▸ **WHAT YOU ARE ASKED TO DO**
Here is a block of entries. Write out its lines exactly, from the first through the one containing "78L161 118L201 156L242".

[Stored records]

▼

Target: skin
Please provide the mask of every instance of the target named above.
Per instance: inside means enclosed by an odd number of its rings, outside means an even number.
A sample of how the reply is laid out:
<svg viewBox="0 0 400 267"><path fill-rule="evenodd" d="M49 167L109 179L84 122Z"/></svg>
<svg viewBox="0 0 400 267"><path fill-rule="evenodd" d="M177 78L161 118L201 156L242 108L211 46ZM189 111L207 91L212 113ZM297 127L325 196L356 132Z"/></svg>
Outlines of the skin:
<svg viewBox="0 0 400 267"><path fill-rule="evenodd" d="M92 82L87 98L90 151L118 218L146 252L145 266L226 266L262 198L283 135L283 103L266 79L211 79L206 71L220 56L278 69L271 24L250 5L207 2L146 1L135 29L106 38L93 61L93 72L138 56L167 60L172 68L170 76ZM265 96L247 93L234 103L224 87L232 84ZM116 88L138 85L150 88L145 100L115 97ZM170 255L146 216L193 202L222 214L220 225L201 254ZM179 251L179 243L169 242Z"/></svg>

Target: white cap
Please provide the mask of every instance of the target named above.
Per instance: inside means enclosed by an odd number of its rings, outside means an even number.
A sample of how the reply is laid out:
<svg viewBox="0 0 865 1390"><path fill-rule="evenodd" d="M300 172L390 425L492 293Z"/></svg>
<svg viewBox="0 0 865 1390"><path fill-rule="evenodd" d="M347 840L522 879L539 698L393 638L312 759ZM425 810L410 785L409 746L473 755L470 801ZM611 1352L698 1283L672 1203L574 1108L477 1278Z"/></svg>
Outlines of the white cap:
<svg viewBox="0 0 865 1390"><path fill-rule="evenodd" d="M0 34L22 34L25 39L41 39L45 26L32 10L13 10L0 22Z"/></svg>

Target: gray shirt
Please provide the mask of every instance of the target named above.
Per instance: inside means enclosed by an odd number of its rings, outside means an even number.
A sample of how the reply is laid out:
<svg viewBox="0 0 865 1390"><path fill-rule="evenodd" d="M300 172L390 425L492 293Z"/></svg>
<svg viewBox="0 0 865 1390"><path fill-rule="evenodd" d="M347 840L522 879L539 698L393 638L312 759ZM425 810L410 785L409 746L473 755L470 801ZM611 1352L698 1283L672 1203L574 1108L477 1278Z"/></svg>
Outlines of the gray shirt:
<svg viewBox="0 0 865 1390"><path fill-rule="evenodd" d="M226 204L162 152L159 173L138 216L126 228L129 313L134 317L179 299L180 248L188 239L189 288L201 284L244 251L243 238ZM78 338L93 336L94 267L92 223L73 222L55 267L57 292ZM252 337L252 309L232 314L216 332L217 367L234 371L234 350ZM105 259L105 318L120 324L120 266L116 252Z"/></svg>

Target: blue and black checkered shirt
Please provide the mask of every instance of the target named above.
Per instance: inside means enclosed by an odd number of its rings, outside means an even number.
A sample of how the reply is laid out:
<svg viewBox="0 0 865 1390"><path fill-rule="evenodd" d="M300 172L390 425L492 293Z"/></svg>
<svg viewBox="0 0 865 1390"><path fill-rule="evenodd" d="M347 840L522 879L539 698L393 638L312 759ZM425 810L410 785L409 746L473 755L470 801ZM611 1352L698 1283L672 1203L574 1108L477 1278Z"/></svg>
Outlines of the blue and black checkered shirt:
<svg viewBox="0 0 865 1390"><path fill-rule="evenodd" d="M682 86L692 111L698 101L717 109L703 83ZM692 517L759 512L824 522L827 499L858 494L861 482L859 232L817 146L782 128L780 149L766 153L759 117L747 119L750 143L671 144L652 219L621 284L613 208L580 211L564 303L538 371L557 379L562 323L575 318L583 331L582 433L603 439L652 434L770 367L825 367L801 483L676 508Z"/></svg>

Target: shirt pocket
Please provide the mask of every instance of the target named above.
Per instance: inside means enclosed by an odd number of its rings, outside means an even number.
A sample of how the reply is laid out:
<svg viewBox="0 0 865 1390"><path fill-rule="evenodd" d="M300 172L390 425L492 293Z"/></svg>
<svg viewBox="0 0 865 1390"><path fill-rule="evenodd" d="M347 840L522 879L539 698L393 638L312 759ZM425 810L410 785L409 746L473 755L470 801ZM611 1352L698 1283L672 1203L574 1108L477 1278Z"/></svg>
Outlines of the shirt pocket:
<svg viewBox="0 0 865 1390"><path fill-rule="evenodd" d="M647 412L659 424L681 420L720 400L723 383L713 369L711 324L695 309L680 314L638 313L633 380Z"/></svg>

▲

▸ **ANSWER SPACE**
Target: skin
Please provide the mask of every instance of the target named above.
Per instance: inside means enclosed by an odd number of its rings, outside means an even number.
A sample of how the reply is laid out:
<svg viewBox="0 0 400 267"><path fill-rule="evenodd" d="M49 167L109 179L84 122Z"/></svg>
<svg viewBox="0 0 400 267"><path fill-rule="evenodd" d="M177 78L161 118L201 156L242 108L211 46ZM189 111L207 91L212 113ZM297 127L325 196L356 132Z"/></svg>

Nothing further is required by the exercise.